SELECTED PASSAGE section start

Hooks, Context, and Logging

These features are composable and optional — use what your pipeline needs.

Observability hooksNodeHooks provides async callbacks (on_node_start, on_node_success, on_node_failure) at node boundaries for telemetry. All optional, zero overhead when None. See the hooks tutorial and Extending Stroma for full OTel examples.

Shared context — a mutable dict on RunConfig passed to nodes that accept a second parameter. Use it for HTTP clients, API keys, caches, or accumulated metadata. See the shared context tutorial.

Structured logging — the runner creates a per-run logging.LoggerAdapter with run_id in its extra dict, making it filterable in JSON log pipelines.

Pipeline Execution

The StromaRunner ties everything together. For each node in the sequence it:

  1. Validates input against the contract
  2. Fires on_node_start hook (if configured)
  3. Executes the async node function, applying per-node timeout if configured
  4. Validates output against the contract
  5. Records resource usage, computes cost from model pricing, and checks the budget
  6. Saves a checkpoint
  7. Records a trace event
  8. Fires on_node_success hook (if configured)

On failure, it fires on_node_failure, classifies the exception, looks up the per-node or global retry policy, and either retries with jittered backoff, stops with a terminal status, or gives up after exhausting retries.

Per-node timeouts

Set per-node timeouts to guard against hanging calls. Timeouts are specified in milliseconds and keyed by node ID:

runner = StromaRunner.quick().with_node_timeouts({
    "llm_call": 30_000,   # 30 seconds
    "embedding": 10_000,  # 10 seconds
})

When a node exceeds its timeout, asyncio.wait_for raises TimeoutError. This is classified as RECOVERABLE (see the failure classification table), so timed-out nodes are retried automatically. Nodes without a configured timeout run without any time limit. Timeouts apply to both sequential and parallel nodes.

SELECTED PASSAGE section end
EXTRACTED DATA section start

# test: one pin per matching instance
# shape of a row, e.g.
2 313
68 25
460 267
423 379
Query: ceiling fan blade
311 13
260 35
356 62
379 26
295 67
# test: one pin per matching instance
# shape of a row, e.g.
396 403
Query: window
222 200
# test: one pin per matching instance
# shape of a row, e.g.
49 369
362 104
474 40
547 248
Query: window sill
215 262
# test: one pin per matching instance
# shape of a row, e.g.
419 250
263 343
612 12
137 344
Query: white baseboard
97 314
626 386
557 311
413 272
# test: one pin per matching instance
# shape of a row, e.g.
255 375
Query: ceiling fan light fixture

EXTRACTED DATA section end
EXTRACTED DATA section start

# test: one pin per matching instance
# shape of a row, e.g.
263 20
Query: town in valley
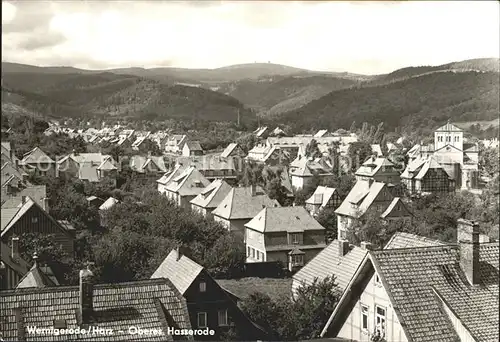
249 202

EXTRACTED DATA section end
EXTRACTED DATA section start

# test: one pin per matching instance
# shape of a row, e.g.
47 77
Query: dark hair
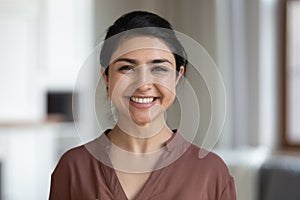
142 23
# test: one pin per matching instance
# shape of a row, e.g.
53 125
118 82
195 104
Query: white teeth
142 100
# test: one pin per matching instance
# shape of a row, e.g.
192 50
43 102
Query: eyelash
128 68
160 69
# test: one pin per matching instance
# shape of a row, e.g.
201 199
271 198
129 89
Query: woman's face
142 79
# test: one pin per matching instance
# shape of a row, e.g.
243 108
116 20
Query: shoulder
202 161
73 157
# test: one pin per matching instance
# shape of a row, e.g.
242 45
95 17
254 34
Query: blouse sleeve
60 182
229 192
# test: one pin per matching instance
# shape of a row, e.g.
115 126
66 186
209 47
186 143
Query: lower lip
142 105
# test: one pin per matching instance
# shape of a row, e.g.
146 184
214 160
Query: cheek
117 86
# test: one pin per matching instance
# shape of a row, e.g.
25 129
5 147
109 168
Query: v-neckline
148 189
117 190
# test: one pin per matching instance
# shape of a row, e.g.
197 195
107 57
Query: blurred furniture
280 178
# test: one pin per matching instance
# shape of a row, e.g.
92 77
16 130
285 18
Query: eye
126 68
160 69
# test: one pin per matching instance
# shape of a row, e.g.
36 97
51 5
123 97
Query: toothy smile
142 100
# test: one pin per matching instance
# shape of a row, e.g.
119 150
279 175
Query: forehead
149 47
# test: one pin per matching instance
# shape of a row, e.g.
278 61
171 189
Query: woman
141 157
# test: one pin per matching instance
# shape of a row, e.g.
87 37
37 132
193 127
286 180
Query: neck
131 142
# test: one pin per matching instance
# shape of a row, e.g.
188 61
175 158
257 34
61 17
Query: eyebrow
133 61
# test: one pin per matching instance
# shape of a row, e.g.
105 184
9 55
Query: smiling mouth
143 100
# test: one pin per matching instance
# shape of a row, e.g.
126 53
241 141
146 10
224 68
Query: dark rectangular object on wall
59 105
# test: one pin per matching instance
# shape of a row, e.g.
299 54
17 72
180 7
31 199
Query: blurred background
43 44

EXTRACTED DATA section end

_EXERCISE TASKS:_
**a.** Copy the part of the Stroma runner documentation starting with "The StromaRunner ties" and going on through "on_node_start hook (if configured)".
**b.** Summarize the Stroma runner documentation in two sentences.
**c.** According to the Stroma runner documentation, in what unit are per-node timeouts specified?
You will not need the listing for this work.

_TASK RESULTS:_
**a.**
The StromaRunner ties everything together. For each node in the sequence it:

  1. Validates input against the contract
  2. Fires on_node_start hook (if configured)

**b.** Stroma offers optional, composable features: NodeHooks async callbacks at node boundaries for telemetry, a mutable shared context dict on RunConfig, and a per-run logger adapter that carries run_id. For each node, the StromaRunner validates input and output, executes the node, checks the budget, saves a checkpoint, and records a trace event; on failure it applies a retry policy, and per-node timeouts raise a TimeoutError that is classified as recoverable and retried automatically.

**c.** Milliseconds.